_Tasks to perform_
[1] How would you put this sentence from the passage about Stu Parker into Spanish: "Each observing night he scans 300-400 galaxies."
[2] Can you carry on the passage about Stu Parker, starting right after its final sentence?
··· Selected excerpt ···
Stu Parker travelled over 6,500 miles from New Zealand to attend Adam Block's image processing workshop the first weekend in April at SkyCenter. "I had seen Adam's work on the net and thought it would be great to come over to the States to attend. I didn't really know what to expect from Adam's program. It was more than a 10 out of 10!"

Stu and his wife are dairy farmers from New Zealand but somehow in addition to the long hours he spends at work milking cows and growing grass Stu maintains an avid devotion to examining the night skies. He spends most of his observing time imaging and searching galaxies for supernovae that will help professional astronomers refine our understanding of the Universe. Each observing night he scans 300-400 galaxies. Only by evaluating many thousands of galaxies does he discover a single supernova that has not already been discovered by others. He has been recognized for the discoveries of eight supernovae to date. Observations of these transient phenomena are critical to figuring out answers to questions about the evolutions of stars and the Universe, about how the Universe is expanding and what we are made of.
··· Provided material ···
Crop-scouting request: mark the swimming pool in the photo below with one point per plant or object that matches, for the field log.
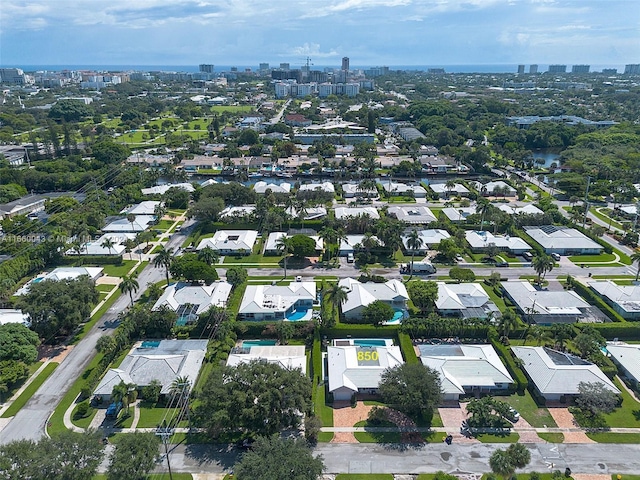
···
··· Provided material ···
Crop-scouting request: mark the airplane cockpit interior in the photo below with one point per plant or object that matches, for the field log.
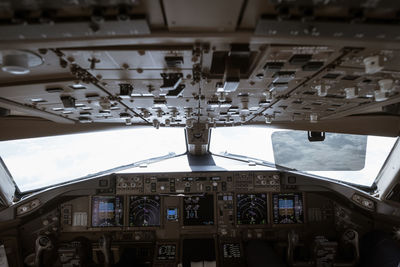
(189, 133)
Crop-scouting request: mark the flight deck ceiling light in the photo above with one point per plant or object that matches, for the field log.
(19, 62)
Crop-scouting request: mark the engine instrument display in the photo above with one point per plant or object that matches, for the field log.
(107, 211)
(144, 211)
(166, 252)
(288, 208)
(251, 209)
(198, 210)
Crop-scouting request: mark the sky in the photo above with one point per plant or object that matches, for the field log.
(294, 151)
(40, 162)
···
_Task results_
[1] Cada noche de observación, examina entre 300 y 400 galaxias.

[2]
After observing so many short exposures of dim galaxies,Stu wanted to capture the beauty of the Universe he observes. The acquisition and processing of long exposures of these galaxies require a different skill, one that SkyCenter's "Making Every Pixel Count" workshop teaches. Adam Block, host of the workshop administers the program for small goups three to four times each year. His expertise attracts visitors from around the world—even from as far as away as New Zealand!

"The experience I gained from this will change my astro-imaging and my life forever and I would like to thank Adam for that. I had a great time and I hope to come back this time next year and do some observing with Adam". SkyCenter hopes to see Stu Parker of Parkdale Observatory again next year—and hear about the new supernovae he's imaged in 2010.